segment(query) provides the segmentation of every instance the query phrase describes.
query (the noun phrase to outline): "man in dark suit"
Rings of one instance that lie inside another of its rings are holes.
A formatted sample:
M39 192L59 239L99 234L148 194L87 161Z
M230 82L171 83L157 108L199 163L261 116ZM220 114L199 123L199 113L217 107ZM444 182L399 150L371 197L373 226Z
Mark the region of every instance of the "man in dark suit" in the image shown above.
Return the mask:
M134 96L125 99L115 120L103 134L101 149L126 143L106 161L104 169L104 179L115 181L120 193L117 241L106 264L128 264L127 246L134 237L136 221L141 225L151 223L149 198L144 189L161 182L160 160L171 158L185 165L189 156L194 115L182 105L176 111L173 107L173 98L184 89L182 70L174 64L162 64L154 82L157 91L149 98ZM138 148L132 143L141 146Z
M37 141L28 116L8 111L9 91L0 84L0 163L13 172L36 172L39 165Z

◇ ◇ ◇ ◇ ◇ ◇ ◇

**SHORT EXERCISE**:
Please render the rows above as a Markdown table with the columns "Row" and "Line", one numbered line per table row, and leave out any blank lines.

**CORRECT RESULT**:
| Row | Line |
|---|---|
| 1 | segment(query) provides the segmentation of every instance the query phrase describes. |
| 2 | query (the noun phrase to outline): "man in dark suit" |
| 3 | Rings of one instance that lie inside another of its rings are holes. |
| 4 | A formatted sample: |
| 5 | M39 192L59 239L99 234L148 194L87 161Z |
| 6 | M230 82L171 83L157 108L199 163L261 116ZM220 114L199 123L199 113L217 107ZM444 182L399 150L371 197L373 226Z |
| 7 | Mark the region of every instance of the "man in dark suit" in the image shown above. |
| 8 | Return the mask: |
| 9 | M134 96L125 99L115 120L103 134L101 149L126 143L106 161L104 169L104 179L115 181L120 193L117 241L106 264L128 264L127 246L134 237L136 221L141 225L151 223L149 198L144 189L161 182L160 160L171 158L185 165L189 156L194 115L182 105L176 111L173 107L173 98L184 89L182 70L174 64L162 64L154 82L157 91L149 98ZM138 148L132 143L141 146Z |
| 10 | M37 141L28 116L8 111L9 91L0 84L0 163L13 172L36 172L39 165Z |